__WHAT THE EXERCISE ASKS__
Reproduce the data below word for word, starting with the line that contains "Greenhouse-scouting task: tag the white" and going on through the line that contains "Greenhouse-scouting task: tag the window", including both of those lines.

__RECORDED DATA__
** begin **

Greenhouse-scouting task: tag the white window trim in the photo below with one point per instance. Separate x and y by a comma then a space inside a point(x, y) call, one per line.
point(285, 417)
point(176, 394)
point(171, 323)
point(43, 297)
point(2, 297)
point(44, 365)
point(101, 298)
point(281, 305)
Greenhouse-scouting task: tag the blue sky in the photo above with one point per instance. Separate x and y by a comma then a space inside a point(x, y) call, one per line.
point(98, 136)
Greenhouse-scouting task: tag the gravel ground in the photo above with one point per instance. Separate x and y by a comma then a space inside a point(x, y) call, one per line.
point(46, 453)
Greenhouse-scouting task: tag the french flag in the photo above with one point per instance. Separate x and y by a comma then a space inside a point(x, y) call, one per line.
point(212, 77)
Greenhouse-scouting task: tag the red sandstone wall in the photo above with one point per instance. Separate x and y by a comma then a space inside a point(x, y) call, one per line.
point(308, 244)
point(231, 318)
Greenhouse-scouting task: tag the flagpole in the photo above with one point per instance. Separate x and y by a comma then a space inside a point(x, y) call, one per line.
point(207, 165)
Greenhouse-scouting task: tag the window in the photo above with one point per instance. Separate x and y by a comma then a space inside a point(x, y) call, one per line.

** end **
** begin **

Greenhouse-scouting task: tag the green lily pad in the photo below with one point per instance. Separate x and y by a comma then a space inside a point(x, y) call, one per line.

** end **

__RESPONSE__
Greenhouse-scouting task: tag the white window trim in the photo below with one point per instance. Separate x and y by a comma then a space inside a point(x, y) call, one per line.
point(285, 417)
point(176, 394)
point(171, 323)
point(43, 297)
point(2, 297)
point(44, 365)
point(101, 298)
point(281, 305)
Greenhouse-scouting task: tag the blue sky in the photo above with one point per instance. Separate x and y by a comma then a space inside a point(x, y) call, one per line.
point(98, 136)
Greenhouse-scouting task: tag the gravel ground in the photo above with one point per instance. Separate x and y by a comma then a space inside a point(x, y) call, one per line.
point(46, 453)
Greenhouse-scouting task: tag the french flag in the photo above with one point per instance. Separate x and y by a comma then a space inside a point(x, y) call, one per line.
point(212, 77)
Greenhouse-scouting task: tag the red sandstone wall in the photo above with one point per instance. Separate x and y by a comma then a space inside a point(x, y) call, one per line.
point(308, 244)
point(231, 318)
Greenhouse-scouting task: tag the flagpole in the photo above with one point per instance. Separate x and y by a comma then a space inside a point(x, y) call, one per line.
point(207, 165)
Greenhouse-scouting task: tag the window in the photo above with one point per instance. Separate x and y by a comma then a space inside a point(x, y) call, one per line.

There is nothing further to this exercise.